Prompt: Say how many lines in the data below contain the word "positive", and give no other text.

Records supplied:
*** Begin section ***

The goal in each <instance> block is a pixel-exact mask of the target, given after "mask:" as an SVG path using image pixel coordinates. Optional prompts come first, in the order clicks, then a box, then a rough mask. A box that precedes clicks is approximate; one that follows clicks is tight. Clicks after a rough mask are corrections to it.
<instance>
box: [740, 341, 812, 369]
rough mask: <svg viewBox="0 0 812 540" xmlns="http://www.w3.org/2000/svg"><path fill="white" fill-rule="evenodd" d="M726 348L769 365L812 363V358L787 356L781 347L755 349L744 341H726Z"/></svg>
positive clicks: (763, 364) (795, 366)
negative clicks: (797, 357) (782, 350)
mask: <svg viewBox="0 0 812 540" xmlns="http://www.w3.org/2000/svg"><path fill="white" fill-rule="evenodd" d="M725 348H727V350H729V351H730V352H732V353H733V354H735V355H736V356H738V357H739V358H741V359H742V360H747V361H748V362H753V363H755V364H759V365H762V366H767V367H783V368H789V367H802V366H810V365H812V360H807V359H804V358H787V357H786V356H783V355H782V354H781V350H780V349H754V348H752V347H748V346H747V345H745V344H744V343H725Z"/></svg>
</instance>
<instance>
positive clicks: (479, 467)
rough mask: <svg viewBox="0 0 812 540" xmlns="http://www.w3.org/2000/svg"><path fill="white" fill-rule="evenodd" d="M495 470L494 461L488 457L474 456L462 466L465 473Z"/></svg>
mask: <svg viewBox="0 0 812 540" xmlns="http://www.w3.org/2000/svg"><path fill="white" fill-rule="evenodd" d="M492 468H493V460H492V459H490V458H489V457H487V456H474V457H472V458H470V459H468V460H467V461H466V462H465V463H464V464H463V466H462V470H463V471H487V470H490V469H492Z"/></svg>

*** End section ***

Reply to the task: 2